Чтение онлайн

на главную

Жанры

Семиотика кино и проблемы киноэстетики
Шрифт:

Кинематограф как техническое изобретение, еще не ставшее искусством, в первую очередь, был движущейся фотографией. Возможность запечатлеть движение в еще большей мере увеличила доверие к документальной достоверности фильмов. Данные психологии доказывают, что переход от неподвижной фотографии к подвижному фильму воспринимается как внесение объемности в изображение. Точность воспроизведения жизни, казалось, достигла предела.

Следует, однако, подчеркнуть, что речь идет не столько о безусловной верности воспроизведения объекта, сколько об эмоциональном доверии зрителя, убеждении его в подлинности того, что он видит собственными глазами. Все мы знаем, как непохожи, искажающи бывают фотографии. Чем ближе мы знаем человека, тем больше несходства обнаруживаем в фотографиях. Для каждого человека, лицо которого нам действительно знакомо, мы предпочтем портрет хорошего художника равной ему по мастерству фотографии. В нем мы найдем больше

сходства. Но если нам предоставят портрет и фотографию неизвестного нам человека и попросят выбрать более достоверное, мы не колеблясь остановимся на фотографии, - таково обаяние "документальности" этого вида текста.

= = =

Требования: Как, согласно фрагменту о семиотике кино, воспринимается переход от неподвижной фотографии к подвижному фильму?

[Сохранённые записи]
= = =

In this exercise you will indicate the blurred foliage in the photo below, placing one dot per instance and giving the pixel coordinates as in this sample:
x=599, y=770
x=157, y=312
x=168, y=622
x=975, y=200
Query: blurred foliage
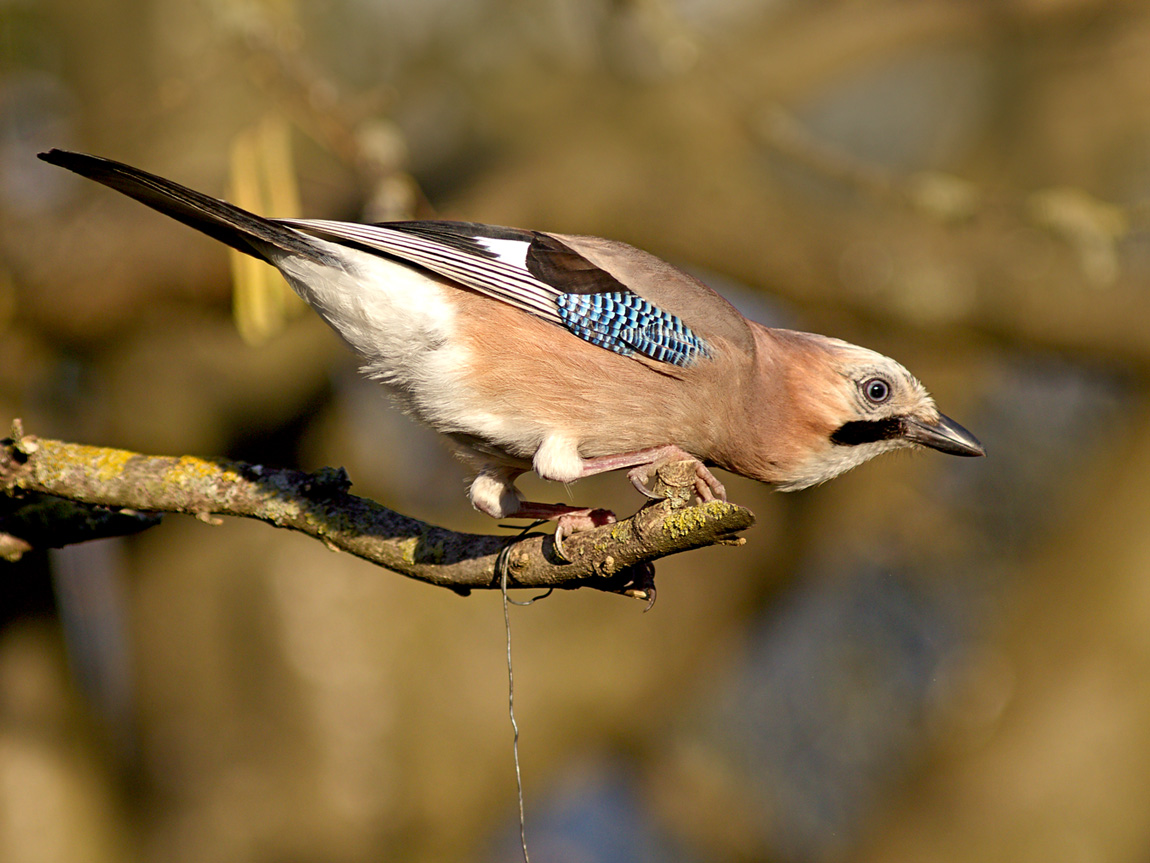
x=925, y=658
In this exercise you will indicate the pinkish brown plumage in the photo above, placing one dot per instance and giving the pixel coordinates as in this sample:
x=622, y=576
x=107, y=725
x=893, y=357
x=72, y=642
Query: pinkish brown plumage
x=570, y=356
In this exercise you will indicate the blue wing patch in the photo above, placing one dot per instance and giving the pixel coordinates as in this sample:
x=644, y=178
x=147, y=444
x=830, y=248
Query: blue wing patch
x=623, y=322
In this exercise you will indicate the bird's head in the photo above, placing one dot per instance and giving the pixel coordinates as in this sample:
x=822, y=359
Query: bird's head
x=858, y=404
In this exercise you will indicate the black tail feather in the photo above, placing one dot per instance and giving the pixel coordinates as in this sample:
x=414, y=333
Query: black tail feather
x=228, y=223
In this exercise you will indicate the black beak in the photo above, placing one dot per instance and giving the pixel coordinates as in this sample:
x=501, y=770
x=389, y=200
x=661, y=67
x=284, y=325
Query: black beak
x=944, y=435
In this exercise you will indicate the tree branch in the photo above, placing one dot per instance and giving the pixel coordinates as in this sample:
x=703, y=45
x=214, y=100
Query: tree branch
x=615, y=557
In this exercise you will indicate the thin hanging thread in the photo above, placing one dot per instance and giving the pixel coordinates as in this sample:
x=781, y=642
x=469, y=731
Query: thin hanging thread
x=503, y=564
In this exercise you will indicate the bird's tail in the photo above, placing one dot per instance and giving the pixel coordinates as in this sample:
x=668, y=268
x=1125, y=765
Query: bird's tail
x=243, y=230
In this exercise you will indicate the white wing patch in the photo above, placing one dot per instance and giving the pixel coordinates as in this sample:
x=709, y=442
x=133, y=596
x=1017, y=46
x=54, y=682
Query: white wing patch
x=508, y=251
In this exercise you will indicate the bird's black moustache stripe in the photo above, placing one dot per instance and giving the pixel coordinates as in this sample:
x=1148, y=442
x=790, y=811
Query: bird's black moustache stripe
x=852, y=434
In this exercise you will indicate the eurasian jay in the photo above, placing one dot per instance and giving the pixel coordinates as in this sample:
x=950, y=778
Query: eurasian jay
x=570, y=356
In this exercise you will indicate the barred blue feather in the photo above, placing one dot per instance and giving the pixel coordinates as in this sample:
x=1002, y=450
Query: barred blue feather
x=623, y=322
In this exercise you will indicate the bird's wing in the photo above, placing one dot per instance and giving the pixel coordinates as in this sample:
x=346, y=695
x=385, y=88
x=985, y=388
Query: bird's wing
x=537, y=273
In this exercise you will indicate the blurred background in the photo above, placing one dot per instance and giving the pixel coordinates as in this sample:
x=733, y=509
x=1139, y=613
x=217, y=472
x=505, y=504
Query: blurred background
x=927, y=659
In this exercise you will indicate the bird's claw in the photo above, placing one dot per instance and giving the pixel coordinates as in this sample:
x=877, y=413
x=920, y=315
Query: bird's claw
x=706, y=486
x=570, y=522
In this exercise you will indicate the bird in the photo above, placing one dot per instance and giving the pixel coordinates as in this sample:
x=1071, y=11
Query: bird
x=570, y=356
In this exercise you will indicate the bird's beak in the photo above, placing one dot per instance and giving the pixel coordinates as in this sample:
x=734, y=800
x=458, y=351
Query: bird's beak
x=943, y=435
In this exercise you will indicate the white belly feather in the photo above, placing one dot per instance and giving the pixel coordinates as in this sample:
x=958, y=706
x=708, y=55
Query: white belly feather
x=401, y=322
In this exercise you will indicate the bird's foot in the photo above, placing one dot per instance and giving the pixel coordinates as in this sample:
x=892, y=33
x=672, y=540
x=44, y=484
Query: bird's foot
x=568, y=520
x=706, y=486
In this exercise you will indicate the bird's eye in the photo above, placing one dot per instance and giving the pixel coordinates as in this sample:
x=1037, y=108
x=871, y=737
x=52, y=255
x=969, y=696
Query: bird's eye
x=876, y=390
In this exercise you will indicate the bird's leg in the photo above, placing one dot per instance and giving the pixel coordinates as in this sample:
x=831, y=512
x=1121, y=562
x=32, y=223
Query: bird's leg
x=568, y=519
x=643, y=461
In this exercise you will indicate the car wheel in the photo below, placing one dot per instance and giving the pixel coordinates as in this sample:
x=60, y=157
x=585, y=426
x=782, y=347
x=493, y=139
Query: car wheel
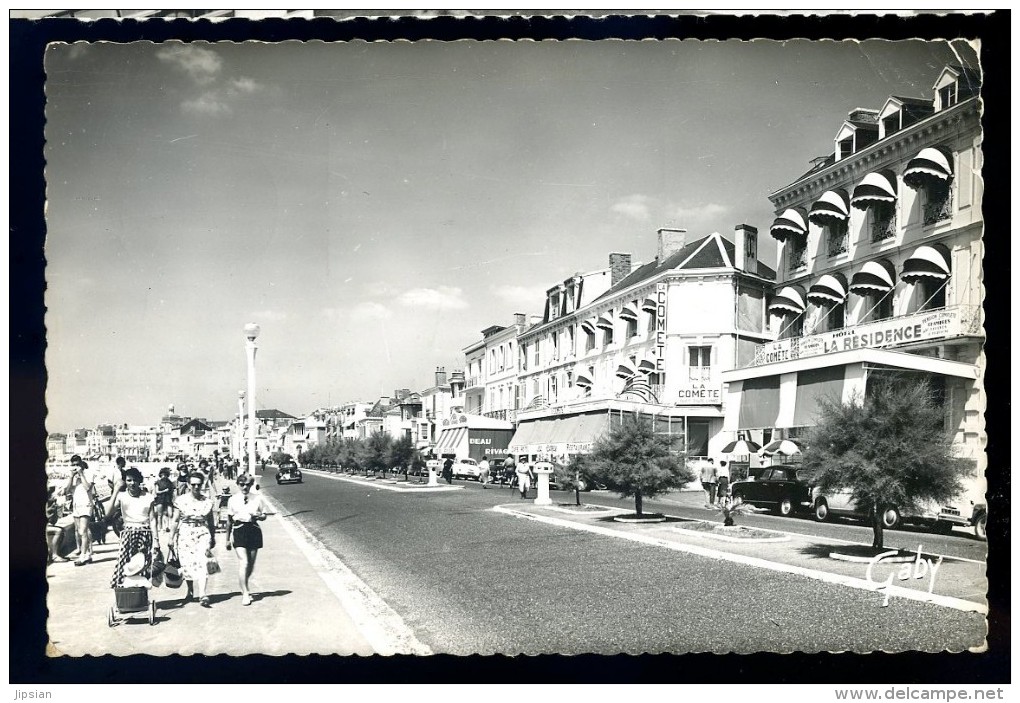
x=890, y=518
x=980, y=525
x=785, y=507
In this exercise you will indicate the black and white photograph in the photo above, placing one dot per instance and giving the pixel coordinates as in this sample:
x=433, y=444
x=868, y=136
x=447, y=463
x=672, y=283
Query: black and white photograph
x=655, y=346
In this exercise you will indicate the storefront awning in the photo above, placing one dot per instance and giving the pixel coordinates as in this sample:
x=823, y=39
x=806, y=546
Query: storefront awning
x=930, y=164
x=832, y=205
x=788, y=299
x=874, y=277
x=928, y=261
x=794, y=221
x=830, y=289
x=877, y=187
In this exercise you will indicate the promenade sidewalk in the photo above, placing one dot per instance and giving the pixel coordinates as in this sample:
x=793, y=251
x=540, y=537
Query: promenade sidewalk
x=959, y=584
x=299, y=607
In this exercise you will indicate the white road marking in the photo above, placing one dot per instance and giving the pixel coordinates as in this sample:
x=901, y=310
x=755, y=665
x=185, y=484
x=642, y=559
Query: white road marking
x=861, y=584
x=378, y=623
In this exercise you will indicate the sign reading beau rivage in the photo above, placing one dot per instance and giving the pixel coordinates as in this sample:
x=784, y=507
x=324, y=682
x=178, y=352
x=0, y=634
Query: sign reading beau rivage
x=927, y=325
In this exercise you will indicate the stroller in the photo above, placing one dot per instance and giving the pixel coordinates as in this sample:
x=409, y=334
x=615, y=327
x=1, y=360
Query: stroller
x=132, y=600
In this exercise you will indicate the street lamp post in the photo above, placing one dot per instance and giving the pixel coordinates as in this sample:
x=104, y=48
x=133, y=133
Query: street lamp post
x=251, y=333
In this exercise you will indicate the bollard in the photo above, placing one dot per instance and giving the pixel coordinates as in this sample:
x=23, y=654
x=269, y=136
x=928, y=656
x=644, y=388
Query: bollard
x=543, y=469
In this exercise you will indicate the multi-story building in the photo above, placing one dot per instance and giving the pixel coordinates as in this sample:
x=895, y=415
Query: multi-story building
x=879, y=269
x=653, y=341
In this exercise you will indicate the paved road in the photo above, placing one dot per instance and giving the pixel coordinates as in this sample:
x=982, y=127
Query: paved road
x=468, y=580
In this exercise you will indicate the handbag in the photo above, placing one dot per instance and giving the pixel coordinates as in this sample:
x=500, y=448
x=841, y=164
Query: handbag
x=172, y=578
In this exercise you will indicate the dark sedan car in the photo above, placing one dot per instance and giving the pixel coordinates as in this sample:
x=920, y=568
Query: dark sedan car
x=289, y=473
x=783, y=489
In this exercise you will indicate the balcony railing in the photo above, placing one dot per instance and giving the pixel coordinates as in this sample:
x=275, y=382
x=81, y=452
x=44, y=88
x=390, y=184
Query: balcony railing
x=938, y=210
x=882, y=230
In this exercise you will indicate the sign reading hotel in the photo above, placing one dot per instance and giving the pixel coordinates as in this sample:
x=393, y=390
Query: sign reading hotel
x=660, y=328
x=948, y=322
x=700, y=394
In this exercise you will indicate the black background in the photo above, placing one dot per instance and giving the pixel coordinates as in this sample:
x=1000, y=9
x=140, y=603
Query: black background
x=28, y=373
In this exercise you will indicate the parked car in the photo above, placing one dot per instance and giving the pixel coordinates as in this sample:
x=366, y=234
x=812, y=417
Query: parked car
x=784, y=489
x=466, y=468
x=289, y=473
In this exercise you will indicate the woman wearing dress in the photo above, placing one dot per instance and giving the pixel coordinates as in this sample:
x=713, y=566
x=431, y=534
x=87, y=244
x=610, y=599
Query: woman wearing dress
x=194, y=533
x=135, y=504
x=244, y=511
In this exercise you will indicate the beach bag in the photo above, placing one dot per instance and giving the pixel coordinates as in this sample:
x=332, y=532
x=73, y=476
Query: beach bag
x=172, y=578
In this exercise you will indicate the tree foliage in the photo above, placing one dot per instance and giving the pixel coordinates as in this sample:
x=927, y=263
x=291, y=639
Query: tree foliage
x=888, y=448
x=632, y=460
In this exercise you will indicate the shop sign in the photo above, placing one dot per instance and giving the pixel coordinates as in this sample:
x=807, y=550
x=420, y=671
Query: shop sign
x=888, y=333
x=700, y=394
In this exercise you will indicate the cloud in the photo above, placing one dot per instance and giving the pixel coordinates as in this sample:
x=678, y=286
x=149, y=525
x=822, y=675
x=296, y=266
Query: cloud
x=207, y=103
x=702, y=213
x=201, y=64
x=523, y=298
x=442, y=298
x=634, y=206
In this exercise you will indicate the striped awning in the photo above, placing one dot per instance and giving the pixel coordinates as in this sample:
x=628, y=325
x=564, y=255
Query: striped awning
x=788, y=299
x=874, y=277
x=793, y=221
x=625, y=370
x=928, y=261
x=877, y=187
x=831, y=288
x=832, y=205
x=930, y=164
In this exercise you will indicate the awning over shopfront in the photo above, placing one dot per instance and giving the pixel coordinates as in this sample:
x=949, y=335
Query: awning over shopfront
x=793, y=222
x=788, y=299
x=928, y=261
x=832, y=205
x=874, y=277
x=830, y=289
x=759, y=403
x=877, y=187
x=930, y=164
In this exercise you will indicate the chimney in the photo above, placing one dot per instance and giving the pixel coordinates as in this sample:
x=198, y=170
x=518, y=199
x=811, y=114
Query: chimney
x=746, y=248
x=619, y=267
x=670, y=241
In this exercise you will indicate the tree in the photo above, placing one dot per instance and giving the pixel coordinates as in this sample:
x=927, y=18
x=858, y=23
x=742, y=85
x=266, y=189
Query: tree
x=634, y=461
x=888, y=448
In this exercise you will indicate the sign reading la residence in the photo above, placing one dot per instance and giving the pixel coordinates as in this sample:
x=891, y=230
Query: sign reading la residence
x=952, y=321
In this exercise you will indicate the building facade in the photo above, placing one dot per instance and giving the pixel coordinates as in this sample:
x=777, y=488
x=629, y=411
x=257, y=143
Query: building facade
x=654, y=343
x=879, y=270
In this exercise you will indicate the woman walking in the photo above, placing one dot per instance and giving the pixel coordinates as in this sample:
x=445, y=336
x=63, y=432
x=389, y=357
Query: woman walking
x=244, y=510
x=195, y=535
x=135, y=504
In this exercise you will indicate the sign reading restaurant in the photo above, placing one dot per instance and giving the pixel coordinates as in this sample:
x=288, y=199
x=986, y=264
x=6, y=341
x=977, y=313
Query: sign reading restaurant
x=950, y=321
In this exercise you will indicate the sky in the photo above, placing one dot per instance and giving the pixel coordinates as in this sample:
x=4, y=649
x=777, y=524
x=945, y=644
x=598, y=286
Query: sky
x=373, y=206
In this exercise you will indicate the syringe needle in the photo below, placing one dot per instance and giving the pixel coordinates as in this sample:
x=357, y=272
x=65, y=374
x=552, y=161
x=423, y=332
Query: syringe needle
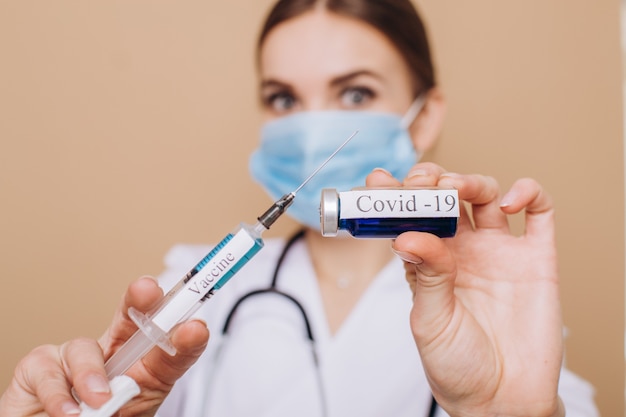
x=277, y=209
x=324, y=163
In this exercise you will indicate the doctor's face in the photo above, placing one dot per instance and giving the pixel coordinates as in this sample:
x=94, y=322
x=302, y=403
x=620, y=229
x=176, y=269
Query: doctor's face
x=324, y=61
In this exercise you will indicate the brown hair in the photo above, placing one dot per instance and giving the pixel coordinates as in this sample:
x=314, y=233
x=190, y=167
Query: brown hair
x=396, y=19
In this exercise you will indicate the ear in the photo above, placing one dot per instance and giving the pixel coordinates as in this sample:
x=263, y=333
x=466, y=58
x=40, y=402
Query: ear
x=426, y=128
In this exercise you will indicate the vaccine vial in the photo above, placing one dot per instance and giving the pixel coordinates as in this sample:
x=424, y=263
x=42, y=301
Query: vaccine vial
x=388, y=212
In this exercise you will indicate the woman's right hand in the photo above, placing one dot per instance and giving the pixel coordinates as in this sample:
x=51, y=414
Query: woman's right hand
x=43, y=379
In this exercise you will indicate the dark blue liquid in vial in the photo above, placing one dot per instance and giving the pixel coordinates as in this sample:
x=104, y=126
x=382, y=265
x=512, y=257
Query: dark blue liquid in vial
x=392, y=227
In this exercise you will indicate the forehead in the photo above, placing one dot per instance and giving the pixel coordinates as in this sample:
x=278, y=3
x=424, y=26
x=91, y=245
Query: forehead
x=321, y=45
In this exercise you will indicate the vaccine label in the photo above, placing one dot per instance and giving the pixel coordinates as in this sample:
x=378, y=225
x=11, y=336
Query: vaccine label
x=213, y=269
x=399, y=203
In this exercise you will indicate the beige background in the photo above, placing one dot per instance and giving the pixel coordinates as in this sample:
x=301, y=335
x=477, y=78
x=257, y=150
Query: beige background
x=125, y=128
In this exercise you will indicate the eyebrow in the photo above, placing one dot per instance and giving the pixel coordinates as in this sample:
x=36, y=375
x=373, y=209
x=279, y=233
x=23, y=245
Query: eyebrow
x=339, y=80
x=343, y=79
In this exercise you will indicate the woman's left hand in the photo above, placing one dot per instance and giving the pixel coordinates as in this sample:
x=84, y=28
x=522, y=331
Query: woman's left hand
x=486, y=314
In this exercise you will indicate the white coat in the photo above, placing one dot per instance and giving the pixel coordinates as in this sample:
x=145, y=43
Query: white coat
x=265, y=367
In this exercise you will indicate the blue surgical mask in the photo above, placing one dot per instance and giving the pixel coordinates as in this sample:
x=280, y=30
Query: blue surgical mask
x=292, y=147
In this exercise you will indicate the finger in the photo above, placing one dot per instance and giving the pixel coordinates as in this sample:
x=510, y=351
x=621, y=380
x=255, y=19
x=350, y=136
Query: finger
x=143, y=294
x=380, y=177
x=431, y=272
x=190, y=339
x=84, y=363
x=424, y=174
x=482, y=193
x=527, y=194
x=41, y=375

= = =

Образец ответа: Как внесение объемности в изображение.